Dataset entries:
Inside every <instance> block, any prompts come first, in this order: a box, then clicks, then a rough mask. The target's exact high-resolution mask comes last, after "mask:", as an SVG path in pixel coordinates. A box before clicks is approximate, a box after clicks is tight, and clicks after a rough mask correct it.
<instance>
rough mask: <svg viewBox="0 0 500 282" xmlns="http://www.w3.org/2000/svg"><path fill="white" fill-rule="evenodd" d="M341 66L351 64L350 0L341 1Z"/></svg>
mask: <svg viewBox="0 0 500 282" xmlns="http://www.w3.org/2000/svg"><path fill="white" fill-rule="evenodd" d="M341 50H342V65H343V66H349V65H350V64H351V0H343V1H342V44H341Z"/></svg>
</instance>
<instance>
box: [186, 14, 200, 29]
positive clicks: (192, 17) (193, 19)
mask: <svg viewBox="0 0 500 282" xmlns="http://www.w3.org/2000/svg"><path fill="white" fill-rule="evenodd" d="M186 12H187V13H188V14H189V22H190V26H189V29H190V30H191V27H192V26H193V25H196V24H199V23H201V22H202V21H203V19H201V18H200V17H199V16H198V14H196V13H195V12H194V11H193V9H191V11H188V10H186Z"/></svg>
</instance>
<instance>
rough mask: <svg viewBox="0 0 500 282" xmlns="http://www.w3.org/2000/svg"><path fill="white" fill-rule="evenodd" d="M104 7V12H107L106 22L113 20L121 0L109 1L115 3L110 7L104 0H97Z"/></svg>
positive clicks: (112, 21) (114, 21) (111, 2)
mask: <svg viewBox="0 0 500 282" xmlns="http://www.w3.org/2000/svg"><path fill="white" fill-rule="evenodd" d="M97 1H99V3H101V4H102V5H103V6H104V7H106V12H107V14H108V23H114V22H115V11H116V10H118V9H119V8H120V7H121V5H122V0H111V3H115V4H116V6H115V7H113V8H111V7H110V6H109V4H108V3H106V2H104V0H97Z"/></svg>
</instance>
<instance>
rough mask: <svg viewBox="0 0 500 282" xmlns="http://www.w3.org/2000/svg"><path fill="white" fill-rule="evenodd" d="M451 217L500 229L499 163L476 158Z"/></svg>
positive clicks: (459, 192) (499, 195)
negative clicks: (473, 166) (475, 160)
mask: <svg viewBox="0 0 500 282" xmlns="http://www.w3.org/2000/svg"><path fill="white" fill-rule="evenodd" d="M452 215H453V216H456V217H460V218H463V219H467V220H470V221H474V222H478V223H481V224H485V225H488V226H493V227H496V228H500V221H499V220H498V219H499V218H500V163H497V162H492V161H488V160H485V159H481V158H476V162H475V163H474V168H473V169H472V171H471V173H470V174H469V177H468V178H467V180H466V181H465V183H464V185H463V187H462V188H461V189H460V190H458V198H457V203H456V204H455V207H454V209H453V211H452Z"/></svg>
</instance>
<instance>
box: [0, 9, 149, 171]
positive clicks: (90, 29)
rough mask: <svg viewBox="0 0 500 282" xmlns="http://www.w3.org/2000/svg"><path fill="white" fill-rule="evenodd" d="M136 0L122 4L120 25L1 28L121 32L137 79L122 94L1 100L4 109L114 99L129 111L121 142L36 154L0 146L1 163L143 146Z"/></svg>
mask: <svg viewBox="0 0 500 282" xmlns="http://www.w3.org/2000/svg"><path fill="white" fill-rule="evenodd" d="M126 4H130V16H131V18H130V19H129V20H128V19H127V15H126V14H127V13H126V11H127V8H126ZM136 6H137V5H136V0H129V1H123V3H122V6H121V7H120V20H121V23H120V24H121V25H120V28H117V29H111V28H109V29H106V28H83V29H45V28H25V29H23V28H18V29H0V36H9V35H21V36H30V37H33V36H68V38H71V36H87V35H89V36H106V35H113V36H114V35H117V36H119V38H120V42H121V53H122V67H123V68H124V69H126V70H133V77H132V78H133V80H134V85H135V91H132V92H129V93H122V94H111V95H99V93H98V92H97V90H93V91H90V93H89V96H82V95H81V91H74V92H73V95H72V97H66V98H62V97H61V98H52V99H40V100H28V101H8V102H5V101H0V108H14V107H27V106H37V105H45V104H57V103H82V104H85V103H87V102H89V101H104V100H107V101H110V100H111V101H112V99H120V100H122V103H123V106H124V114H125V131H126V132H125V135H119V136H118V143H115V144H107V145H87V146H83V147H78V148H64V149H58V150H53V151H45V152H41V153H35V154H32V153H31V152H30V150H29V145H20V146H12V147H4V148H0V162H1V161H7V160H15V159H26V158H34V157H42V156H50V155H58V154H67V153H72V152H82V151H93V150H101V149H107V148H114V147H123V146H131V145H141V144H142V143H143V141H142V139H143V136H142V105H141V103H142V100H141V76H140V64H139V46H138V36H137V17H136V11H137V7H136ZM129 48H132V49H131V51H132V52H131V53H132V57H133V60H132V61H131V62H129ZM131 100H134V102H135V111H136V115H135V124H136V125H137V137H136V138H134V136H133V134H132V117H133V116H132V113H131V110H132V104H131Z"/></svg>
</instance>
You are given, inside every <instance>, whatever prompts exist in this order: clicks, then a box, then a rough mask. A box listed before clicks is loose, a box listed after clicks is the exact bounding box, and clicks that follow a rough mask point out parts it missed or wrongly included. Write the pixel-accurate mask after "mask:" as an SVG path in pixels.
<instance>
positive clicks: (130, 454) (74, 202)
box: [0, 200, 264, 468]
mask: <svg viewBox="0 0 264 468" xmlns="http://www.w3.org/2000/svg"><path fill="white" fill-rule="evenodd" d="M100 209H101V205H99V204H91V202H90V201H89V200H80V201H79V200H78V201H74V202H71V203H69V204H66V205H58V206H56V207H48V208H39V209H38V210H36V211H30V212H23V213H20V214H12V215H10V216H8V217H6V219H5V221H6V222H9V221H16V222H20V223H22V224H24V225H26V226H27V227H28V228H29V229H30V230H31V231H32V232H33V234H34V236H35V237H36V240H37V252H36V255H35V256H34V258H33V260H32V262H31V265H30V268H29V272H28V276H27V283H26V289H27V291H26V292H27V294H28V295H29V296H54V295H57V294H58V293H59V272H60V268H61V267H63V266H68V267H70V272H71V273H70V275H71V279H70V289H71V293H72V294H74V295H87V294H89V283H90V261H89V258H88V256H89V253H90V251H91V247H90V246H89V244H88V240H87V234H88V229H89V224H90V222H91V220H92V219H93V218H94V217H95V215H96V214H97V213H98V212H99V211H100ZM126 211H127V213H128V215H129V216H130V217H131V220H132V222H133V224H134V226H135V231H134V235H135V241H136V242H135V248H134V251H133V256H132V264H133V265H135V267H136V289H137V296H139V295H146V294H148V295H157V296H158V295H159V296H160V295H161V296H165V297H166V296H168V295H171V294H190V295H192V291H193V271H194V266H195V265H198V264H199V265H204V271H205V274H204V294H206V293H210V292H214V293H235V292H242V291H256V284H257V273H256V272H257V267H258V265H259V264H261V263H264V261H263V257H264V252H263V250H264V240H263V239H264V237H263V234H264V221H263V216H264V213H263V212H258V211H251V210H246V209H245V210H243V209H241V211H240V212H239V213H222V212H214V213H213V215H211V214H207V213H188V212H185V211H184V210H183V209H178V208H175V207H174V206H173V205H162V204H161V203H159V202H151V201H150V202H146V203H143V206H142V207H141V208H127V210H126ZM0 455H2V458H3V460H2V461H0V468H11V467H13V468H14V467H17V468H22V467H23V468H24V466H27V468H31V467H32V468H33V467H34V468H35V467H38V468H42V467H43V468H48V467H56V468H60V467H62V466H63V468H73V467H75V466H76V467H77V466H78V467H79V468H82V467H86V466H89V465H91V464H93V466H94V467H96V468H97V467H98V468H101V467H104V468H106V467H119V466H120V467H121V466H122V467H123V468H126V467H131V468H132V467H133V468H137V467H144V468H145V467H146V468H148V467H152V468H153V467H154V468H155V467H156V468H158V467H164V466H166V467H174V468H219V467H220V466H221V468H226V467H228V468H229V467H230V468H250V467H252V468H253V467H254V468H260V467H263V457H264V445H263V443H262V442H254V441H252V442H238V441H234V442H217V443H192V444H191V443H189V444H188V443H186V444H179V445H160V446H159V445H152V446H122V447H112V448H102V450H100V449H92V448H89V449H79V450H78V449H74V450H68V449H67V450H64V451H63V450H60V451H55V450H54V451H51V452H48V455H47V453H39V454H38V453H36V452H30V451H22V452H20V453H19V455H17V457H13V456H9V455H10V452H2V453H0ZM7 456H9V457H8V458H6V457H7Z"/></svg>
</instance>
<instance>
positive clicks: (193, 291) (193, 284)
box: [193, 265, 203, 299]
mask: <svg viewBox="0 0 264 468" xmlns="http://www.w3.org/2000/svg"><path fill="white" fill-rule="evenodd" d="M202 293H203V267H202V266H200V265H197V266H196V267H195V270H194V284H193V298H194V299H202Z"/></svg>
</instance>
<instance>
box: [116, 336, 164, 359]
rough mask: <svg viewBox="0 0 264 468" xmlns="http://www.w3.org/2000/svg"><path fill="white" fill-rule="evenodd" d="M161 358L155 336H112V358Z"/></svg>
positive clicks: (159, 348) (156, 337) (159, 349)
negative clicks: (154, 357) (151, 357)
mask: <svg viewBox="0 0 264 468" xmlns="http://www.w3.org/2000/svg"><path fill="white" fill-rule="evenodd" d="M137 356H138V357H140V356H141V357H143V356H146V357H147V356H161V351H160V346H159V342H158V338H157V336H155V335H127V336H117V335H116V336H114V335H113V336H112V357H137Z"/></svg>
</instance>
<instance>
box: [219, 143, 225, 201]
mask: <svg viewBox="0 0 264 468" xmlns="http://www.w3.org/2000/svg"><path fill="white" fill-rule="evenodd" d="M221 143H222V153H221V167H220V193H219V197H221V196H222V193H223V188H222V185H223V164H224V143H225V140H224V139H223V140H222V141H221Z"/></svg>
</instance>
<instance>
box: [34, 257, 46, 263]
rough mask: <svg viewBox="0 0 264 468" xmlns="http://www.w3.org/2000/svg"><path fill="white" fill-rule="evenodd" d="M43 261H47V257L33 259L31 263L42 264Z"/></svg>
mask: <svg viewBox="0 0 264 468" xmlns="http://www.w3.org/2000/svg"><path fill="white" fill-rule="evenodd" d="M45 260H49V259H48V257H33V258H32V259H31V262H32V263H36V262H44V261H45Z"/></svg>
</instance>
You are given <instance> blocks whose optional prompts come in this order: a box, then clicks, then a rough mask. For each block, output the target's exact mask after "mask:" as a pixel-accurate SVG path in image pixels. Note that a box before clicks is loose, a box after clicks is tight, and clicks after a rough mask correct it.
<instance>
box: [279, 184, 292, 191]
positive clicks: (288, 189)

▶ Activity: Pick out every line of the entries above that contains the string "given" and copy each one.

▶ Task answer:
You are given, inside every <instance>, whatever prompts exist in this order: clicks, then a box, then a rough mask. A box listed before clicks is loose, a box listed after clicks is the exact bounding box, and clicks that follow a rough mask point out parts it missed or wrongly included. Write the pixel-accurate mask after "mask:" as an SVG path in pixels.
You are given <instance> blocks whose optional prompts come in this order: a box, then clicks, then a rough mask. For each block, output the target's exact mask after "mask:" as a pixel-accurate SVG path in image pixels. Note that a box before clicks is loose, a box after clicks is tight, and clicks after a rough mask correct it.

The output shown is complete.